*** GIVEN TEXT Section Begins ***

The federal government assesses penalties, damages and costs on each FCA violation, so the total assessed penalty can be significant and devastating. In addition to these penalties, liable entities and individuals may face exclusion from the federal program(s) in which they participated or may be required to enter into a Corporate Integrity Agreement (CIA). The aggregate impact of these penalties can severely impair, if not ruin a business or an individual’s career.

Criminal Penalties

Individuals liable for violations under the FCA may also face criminal charges under a wide range of related criminal statutes. Many of these statutes are broad in scope, which makes it easier for the federal prosecutors to gather facts sufficient to prove the elements of a given charge. Some of the more common related criminal statutes include:

False claims against the government

18 U.S.C. §287 criminalizes making false claims against the government. Similar to its civil counterpart, §287 targets alleged offenders who knowingly make a false claim to a U.S. Officer or agency. Although §287 does not explicitly define “claim,” the United States Supreme Court has held claim to relate solely to the payment or approval of a claim for money or property. The government does not have to prove that the alleged offender acted with the intent to deceive, nor does the alleged offender have to have submitted the claim directly to a government officer or agency, submitting it through an intermediary will do. Even presenting or cashing a tax refund or stimulus check generated from false information constitutes making a false claim against the government.

*** GIVEN TEXT Section Ends ***

> _REQUIREMENT A_
Answer these questions using the passage on False Claims Act penalties:
(i) Besides exclusion from federal programs, what agreement may liable entities and individuals be required to enter?
(ii) What does 18 U.S.C. §287 criminalize?
(iii) According to the United States Supreme Court, to what does the term "claim" relate solely?
> _REQUIREMENT B_
From the passage on False Claims Act penalties, transcribe the part that opens with the words containing "18 U.S.C. §287" and closes with "claim against the government.".
The entries that follow were drawn from a separate source.

*** DATA LISTING Section Begins ***

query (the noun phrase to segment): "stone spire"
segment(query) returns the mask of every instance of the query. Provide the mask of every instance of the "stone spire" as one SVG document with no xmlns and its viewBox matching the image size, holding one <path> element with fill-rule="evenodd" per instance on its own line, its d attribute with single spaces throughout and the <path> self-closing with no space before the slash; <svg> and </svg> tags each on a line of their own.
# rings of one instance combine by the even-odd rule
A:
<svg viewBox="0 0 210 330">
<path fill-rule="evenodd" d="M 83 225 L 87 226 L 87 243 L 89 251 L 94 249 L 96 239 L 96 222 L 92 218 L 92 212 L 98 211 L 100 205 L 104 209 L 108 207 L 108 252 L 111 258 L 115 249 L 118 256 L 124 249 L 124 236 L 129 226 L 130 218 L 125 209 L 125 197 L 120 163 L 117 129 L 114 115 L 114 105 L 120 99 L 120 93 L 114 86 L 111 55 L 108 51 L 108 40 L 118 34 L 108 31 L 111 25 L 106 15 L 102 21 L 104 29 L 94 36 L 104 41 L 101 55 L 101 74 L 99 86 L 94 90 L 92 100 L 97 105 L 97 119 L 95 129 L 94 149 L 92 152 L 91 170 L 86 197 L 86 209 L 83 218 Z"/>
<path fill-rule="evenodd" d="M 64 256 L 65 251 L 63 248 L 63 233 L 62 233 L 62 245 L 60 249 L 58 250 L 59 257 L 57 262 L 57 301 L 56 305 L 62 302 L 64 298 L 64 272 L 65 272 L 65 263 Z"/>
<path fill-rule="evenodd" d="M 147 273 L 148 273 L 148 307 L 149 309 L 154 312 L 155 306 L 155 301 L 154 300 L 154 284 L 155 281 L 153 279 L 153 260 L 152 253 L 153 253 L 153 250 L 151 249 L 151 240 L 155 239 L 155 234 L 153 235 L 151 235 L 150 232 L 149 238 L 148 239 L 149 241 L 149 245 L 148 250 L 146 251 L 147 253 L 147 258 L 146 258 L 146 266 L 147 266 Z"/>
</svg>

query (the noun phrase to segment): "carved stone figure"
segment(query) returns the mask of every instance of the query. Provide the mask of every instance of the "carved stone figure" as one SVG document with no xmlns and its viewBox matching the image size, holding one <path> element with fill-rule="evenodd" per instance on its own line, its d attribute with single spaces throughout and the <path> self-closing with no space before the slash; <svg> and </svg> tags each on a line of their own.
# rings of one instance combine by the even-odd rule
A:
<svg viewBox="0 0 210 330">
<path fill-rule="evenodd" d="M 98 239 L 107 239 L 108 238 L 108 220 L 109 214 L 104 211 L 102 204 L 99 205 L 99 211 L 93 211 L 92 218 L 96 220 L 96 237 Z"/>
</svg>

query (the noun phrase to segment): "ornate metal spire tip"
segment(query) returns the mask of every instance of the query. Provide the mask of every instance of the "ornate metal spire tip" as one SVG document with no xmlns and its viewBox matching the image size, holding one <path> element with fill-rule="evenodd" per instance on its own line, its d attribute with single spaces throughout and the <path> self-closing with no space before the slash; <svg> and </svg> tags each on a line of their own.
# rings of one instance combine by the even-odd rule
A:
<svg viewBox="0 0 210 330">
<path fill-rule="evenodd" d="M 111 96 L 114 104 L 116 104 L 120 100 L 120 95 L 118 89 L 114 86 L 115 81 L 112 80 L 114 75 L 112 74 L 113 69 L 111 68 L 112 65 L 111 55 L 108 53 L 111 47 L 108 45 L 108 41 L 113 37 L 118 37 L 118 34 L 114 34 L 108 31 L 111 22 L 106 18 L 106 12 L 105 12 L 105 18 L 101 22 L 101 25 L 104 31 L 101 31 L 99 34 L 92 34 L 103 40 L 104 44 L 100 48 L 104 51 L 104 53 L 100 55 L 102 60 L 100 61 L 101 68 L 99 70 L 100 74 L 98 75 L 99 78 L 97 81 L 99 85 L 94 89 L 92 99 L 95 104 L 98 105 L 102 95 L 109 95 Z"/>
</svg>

*** DATA LISTING Section Ends ***

> _ANSWER AREA A_
(i) A Corporate Integrity Agreement (CIA).
(ii) Making false claims against the government.
(iii) The payment or approval of a claim for money or property.

> _ANSWER AREA B_
18 U.S.C. §287 criminalizes making false claims against the government. Similar to its civil counterpart, §287 targets alleged offenders who knowingly make a false claim to a U.S. Officer or agency. Although §287 does not explicitly define “claim,” the United States Supreme Court has held claim to relate solely to the payment or approval of a claim for money or property. The government does not have to prove that the alleged offender acted with the intent to deceive, nor does the alleged offender have to have submitted the claim directly to a government officer or agency, submitting it through an intermediary will do. Even presenting or cashing a tax refund or stimulus check generated from false information constitutes making a false claim against the government.